EXCERPT:
────────
Remix.run Logo
ajross 2 hours ago

"Groupthink" informed by extremely broad training sets is more conventionally called "consensus", and that's what we want the LLM to reflect.

"Groupthink", as the term is used by epistemologically isolated in-groups, actually means the opposite. The problem with the idea is that it looks symmetric, so if you yourself are stuck in groupthink, you fool yourself into think it's everyone else doing it instead. And, again, the solution for that is reasonable references grounded in informed consensus. (Whether that should be a curated encyclopedia or a LLM is a different argument.)

bubblewand an hour ago | parent | next [-]

> "Groupthink" informed by extremely broad training sets is more conventionally called "consensus", and that's what we want the LLM to reflect.

Definitely not! I absolutely do not want an LLM that gives much or any truth-weight to the vast majority of writing on the vast majority of topics. Maybe, maybe if they’d existed before the Web and been trained only on published writing, but even then you have stuff like tabloids, cranks self-publishing or publishing through crank-friendly niche publishers, advertisements full of lies, very dumb letters to the editor, vanity autobiographies or narrative business books full of made-up stuff presented as true, et c.

No, that’s good for building a model of something like the probability space of human writing, but an LLM that has some kind of truth-grounding wholly based on that would be far from my ideal.

> And, again, the solution for that is reasonable references grounded in informed consensus. (Whether that should be a curated encyclopedia or a LLM is a different argument.)
────────
PROVIDED RECORDS:
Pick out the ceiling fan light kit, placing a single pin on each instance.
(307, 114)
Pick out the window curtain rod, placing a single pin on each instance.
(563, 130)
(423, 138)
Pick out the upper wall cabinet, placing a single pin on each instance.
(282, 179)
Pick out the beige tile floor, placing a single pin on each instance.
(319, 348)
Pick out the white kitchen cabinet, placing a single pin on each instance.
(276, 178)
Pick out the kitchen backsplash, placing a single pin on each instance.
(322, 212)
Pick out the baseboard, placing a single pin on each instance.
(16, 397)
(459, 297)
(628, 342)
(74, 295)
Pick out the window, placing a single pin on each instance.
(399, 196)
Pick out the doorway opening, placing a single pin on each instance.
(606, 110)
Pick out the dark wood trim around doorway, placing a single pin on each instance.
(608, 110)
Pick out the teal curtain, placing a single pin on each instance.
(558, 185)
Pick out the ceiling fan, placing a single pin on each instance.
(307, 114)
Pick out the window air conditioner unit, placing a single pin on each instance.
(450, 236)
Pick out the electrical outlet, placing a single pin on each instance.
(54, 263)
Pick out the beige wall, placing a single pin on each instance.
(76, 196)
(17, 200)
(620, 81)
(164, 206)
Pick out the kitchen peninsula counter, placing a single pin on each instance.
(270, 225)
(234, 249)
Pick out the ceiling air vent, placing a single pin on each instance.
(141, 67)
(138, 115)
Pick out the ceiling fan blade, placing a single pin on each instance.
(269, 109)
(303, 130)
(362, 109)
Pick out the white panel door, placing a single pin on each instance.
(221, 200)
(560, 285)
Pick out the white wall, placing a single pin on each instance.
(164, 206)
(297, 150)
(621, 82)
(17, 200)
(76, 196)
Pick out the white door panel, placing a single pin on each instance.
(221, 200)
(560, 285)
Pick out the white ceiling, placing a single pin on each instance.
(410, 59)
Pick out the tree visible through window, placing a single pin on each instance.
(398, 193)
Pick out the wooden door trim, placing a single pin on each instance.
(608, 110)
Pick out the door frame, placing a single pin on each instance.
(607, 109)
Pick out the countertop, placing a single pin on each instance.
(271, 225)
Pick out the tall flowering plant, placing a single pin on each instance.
────────
EXERCISES TO COMPLETE:
A - Answer these questions using the forum thread about LLMs and groupthink:
(i) According to ajross, what is "groupthink" informed by extremely broad training sets more conventionally called?
(ii) How long ago was bubblewand's reply posted?
(iii) According to bubblewand, what is training on the vast majority of human writing good for building?
B - From the forum thread about LLMs and groupthink, extract the passage starting at "bubblewand an hour" and ending at "from my ideal.".
C - Write what comes next in the forum thread about LLMs and groupthink, picking up after its last line.

TASK-BY-TASK OUTPUTS:
A -
(i) "Consensus."
(ii) An hour ago.
(iii) A model of something like the probability space of human writing.

B -
bubblewand an hour ago | parent | next [-]

> "Groupthink" informed by extremely broad training sets is more conventionally called "consensus", and that's what we want the LLM to reflect.

Definitely not! I absolutely do not want an LLM that gives much or any truth-weight to the vast majority of writing on the vast majority of topics. Maybe, maybe if they’d existed before the Web and been trained only on published writing, but even then you have stuff like tabloids, cranks self-publishing or publishing through crank-friendly niche publishers, advertisements full of lies, very dumb letters to the editor, vanity autobiographies or narrative business books full of made-up stuff presented as true, et c.

No, that’s good for building a model of something like the probability space of human writing, but an LLM that has some kind of truth-grounding wholly based on that would be far from my ideal.

C -
“Informed” is a load bearing word in this post, and I don’t really see how the rest holds together if we start to pick at that.

ajross an hour ago | parent [-]

> I absolutely do not want an LLM that gives much or any truth-weight to the vast majority of writing on the vast majority of topics.

I can think of no better definition of "groupthink" than what you just gave. If you've already decided on the need to self-censor your exposure to "the vast majority of writing on the vast majority of topics", you are lost, sorry.

bubblewand 26 minutes ago | parent [-]

A spectacular amount of extant writing accessible to LLM training datasets is uninformed noise from randos online. Not my fault the internet was invented.

I have to be misunderstanding you, though, because any time we want to build knowledge and skills for specialists their training doesn’t look anything like what you seem to be suggesting.

Spivak 40 minutes ago | parent | prev [-]

Gotta be honest, when I go to an encyclopedia the last thing I want is what the mathematically average chronically online person knows and thinks about a topic. Because common misconceptions and the "facts" you see parroted on online forums on all sorts of niche topics look just like consensus but ya know… wrong.

I would rather have an actual audio engineer's take than than the opinion of an amalgamation of hifi forums' talking pseudoscience and the latter is way more numerous in the training.